### Exercice
Recopiez à l'identique le passage du texte sur le Prélude de Debussy qui commence à « Ce faune de » et se termine à « l’œuvre de Debussy. ».

Claude Debussy

Prélude à l’après-midi d’un faune

La faute idéale des roses

En huit minutes et cinquante-deux secondes, le Prélude à l’après-midi d’un faune de Claude Debussy a été le véritable prélude à Debussy orchestrateur, posant formellement ainsi les fondements de la musique moderne. Au-delà de l’éveil voluptueux du désir d’un faune dans la chaude moiteur d’un "Dimanche après-midi dans les têtes ", c’est bien la musique moderne qui s’éveille. Il est réjouissant que cela soit dans la volupté ! Bien sûr, il ne s’agit point d’une illustration du texte sinueux et allusif de Stéphane Mallarmé, lourd de suggestions charnelles et flottantes, mais d’une musique du désir, d’une prise de possession physique de la couleur de l’orchestre.

Debussy haïssait bien des choses, et par-dessus tout celui d’être qualifié d’impressionniste, et plutôt que de le rapprocher de la diffraction des couleurs saisie dans l’espace du dedans d’une toile, il faudrait le relier à cette esthétique fin du siècle des symbolistes. Derrière la volupté des accords, du souci du plaisir, de la joie sensuelle du mélodiste, des délices harmoniques que s’offre Debussy comme un gosse dérobant les pots de confiture de la musique, il faut être attentif à ce besoin de pureté préraphaélite qui court dans son œuvre ; et le Prélude est contemporain du Quatuor et de Pelléas et Mélisande.

Ce faune de la musique qu’est Debussy surprend toujours par ce mélange intime du moderne et du kitsch, de l’art de l’instant et de celui de l’éternité balbutiante que peut être sa photographie tremblante et sonore.

Il était évident que des êtres aussi désirants et sinueux que Debussy et Mallarmé se croisent, et se décroisent ensuite. Dès la sortie du bagne doré de la Villa Médicis à Rome en 1887, Debussy se précipite dans le salon à la mode, celui des " Mardis " de Stéphane Mallarmé. De cette amitié nouée, le poème de 1876 "Prélude à l’après-midi d’un faune" tout en attouchement sonore, en désir mouvant, trouvera naturellement une tentative de transcription en 1894 dans l’œuvre de Debussy.

### Données fournies

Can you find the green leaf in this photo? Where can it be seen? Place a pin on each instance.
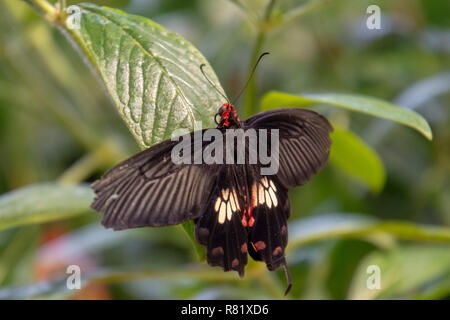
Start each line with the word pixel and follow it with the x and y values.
pixel 350 154
pixel 43 203
pixel 358 103
pixel 346 225
pixel 152 74
pixel 405 273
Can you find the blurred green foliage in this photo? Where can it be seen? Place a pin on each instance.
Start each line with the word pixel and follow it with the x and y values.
pixel 57 124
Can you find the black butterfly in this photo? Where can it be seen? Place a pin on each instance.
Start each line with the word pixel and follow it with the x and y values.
pixel 236 209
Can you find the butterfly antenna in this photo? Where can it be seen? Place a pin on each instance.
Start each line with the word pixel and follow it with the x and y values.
pixel 250 77
pixel 288 278
pixel 212 84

### Zone de réponse
Ce faune de la musique qu’est Debussy surprend toujours par ce mélange intime du moderne et du kitsch, de l’art de l’instant et de celui de l’éternité balbutiante que peut être sa photographie tremblante et sonore.

Il était évident que des êtres aussi désirants et sinueux que Debussy et Mallarmé se croisent, et se décroisent ensuite. Dès la sortie du bagne doré de la Villa Médicis à Rome en 1887, Debussy se précipite dans le salon à la mode, celui des " Mardis " de Stéphane Mallarmé. De cette amitié nouée, le poème de 1876 "Prélude à l’après-midi d’un faune" tout en attouchement sonore, en désir mouvant, trouvera naturellement une tentative de transcription en 1894 dans l’œuvre de Debussy.